*SELECTION:*
- - -

The team is shocked that Vetri said they didn't find the location of the giant Minotaur, but he says that they know it and do not remember because of the Minotaur attack. Vetri reveals that they had found the place in a water body near the old factory. After visiting the factory, Vetri sees a lot of corpses and Vikram and Keerthi's company's helicopter on the premises. He holds Keerthi at gunpoint, and she reveals that they wanted to open Sector-42 to extract rare minerals which are not available in anywhere else. A team sent by their company entered Sector-42 without permission to restore the factory. The Minotaurs killed all the people working in the factory since, during restoration, they released polluted water into the streams, which awakened the Minotaurs who felt threatened. Vetri also reveals that Karthi had consumed morphine since he was injured during a past mission.

- - -

*RECORDED INFORMATION:*
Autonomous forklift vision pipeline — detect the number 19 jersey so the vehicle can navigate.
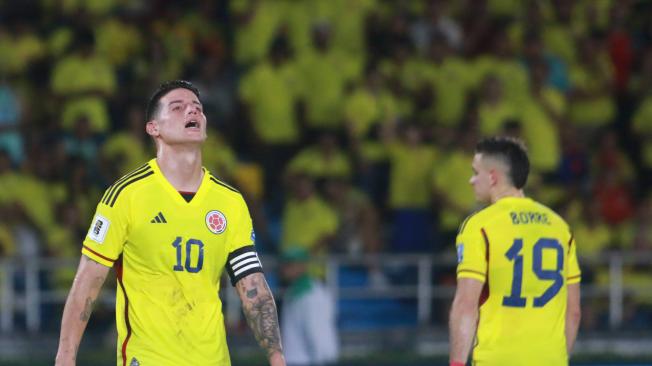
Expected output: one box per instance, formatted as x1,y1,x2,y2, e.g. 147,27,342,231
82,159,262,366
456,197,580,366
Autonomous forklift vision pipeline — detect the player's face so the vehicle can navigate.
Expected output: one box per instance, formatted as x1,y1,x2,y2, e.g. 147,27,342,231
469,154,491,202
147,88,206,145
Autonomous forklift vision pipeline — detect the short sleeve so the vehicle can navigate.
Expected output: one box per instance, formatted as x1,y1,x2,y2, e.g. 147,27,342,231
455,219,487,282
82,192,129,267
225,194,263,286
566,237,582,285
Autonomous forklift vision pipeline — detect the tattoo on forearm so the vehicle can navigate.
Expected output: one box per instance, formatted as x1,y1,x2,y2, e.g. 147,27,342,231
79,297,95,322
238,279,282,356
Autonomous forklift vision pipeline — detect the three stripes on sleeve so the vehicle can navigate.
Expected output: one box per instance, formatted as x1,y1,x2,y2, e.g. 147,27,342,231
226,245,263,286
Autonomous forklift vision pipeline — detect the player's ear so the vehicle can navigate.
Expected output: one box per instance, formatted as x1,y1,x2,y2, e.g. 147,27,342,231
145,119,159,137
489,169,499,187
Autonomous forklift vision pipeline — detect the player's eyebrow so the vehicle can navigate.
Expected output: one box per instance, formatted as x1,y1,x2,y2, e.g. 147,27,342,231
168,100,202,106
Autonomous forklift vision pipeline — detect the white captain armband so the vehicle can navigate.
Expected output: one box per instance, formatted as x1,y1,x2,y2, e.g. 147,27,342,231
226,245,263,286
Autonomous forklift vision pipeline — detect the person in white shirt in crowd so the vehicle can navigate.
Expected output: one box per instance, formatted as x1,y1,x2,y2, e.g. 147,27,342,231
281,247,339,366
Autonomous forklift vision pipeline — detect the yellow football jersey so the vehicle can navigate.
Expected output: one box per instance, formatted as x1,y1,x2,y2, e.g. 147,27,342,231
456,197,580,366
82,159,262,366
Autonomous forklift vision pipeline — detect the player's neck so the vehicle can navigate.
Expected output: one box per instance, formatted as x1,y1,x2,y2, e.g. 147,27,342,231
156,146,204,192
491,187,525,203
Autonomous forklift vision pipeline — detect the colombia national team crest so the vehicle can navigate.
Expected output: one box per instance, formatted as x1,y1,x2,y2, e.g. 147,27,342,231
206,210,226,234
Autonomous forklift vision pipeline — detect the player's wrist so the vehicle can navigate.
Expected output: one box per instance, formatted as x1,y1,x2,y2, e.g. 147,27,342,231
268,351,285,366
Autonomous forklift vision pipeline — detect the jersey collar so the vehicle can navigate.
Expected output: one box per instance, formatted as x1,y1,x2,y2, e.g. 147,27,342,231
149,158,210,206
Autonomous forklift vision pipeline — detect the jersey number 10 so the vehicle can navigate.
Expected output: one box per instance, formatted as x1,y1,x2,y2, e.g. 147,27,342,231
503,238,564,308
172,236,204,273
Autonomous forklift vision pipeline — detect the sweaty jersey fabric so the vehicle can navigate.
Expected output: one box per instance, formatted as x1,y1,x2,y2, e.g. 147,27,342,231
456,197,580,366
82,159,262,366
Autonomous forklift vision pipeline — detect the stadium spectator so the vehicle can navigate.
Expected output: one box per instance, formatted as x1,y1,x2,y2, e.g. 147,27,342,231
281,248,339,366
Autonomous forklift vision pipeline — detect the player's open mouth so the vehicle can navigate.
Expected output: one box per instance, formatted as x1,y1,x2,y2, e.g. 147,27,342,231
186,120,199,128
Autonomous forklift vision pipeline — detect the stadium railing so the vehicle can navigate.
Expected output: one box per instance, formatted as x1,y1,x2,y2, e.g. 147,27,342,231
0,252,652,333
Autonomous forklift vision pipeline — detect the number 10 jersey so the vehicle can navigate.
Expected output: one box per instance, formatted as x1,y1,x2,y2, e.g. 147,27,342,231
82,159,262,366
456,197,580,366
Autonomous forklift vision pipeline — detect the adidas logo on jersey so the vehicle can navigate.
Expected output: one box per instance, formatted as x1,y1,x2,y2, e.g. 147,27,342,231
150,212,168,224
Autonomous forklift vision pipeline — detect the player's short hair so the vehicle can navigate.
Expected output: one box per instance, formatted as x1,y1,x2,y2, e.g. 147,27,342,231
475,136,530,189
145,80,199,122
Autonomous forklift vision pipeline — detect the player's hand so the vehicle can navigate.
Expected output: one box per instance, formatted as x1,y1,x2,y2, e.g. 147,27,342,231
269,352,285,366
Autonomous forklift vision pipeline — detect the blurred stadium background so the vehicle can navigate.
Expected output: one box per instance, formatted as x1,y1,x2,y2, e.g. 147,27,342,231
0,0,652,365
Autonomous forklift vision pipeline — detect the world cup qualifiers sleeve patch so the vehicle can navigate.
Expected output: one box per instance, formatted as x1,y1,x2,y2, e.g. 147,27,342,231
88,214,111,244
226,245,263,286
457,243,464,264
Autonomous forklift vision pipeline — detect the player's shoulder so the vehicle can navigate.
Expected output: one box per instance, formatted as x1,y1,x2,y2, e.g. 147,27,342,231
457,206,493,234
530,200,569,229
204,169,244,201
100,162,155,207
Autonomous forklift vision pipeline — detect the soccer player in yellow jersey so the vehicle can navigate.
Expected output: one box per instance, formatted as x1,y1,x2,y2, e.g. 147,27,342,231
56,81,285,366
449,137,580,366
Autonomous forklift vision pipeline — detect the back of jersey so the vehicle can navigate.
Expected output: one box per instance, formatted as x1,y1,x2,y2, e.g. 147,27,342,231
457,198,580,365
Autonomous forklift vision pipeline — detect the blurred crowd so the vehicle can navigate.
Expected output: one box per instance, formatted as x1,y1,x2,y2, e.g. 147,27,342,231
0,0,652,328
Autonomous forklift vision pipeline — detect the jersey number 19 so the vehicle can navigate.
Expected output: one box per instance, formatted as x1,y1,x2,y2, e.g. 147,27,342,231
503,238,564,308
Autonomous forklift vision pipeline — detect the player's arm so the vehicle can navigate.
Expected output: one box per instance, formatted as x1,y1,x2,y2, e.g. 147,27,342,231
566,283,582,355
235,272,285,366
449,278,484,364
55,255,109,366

- - -

*TASK SET:*
[A] According to the plot summary, where had the team found the place of the giant Minotaur?
[B] Copy word for word the lines of the records from the line with "Autonomous forklift vision pipeline — detect the colombia" up to and including the line with "268,351,285,366".
The plot summary and the records have no connection to each other.

*SOLUTIONS:*
[A] In a water body near the old factory.

[B]
Autonomous forklift vision pipeline — detect the colombia national team crest so the vehicle can navigate.
Expected output: one box per instance, formatted as x1,y1,x2,y2, e.g. 147,27,342,231
206,210,226,234
Autonomous forklift vision pipeline — detect the player's wrist so the vehicle can navigate.
Expected output: one box per instance, formatted as x1,y1,x2,y2, e.g. 147,27,342,231
268,351,285,366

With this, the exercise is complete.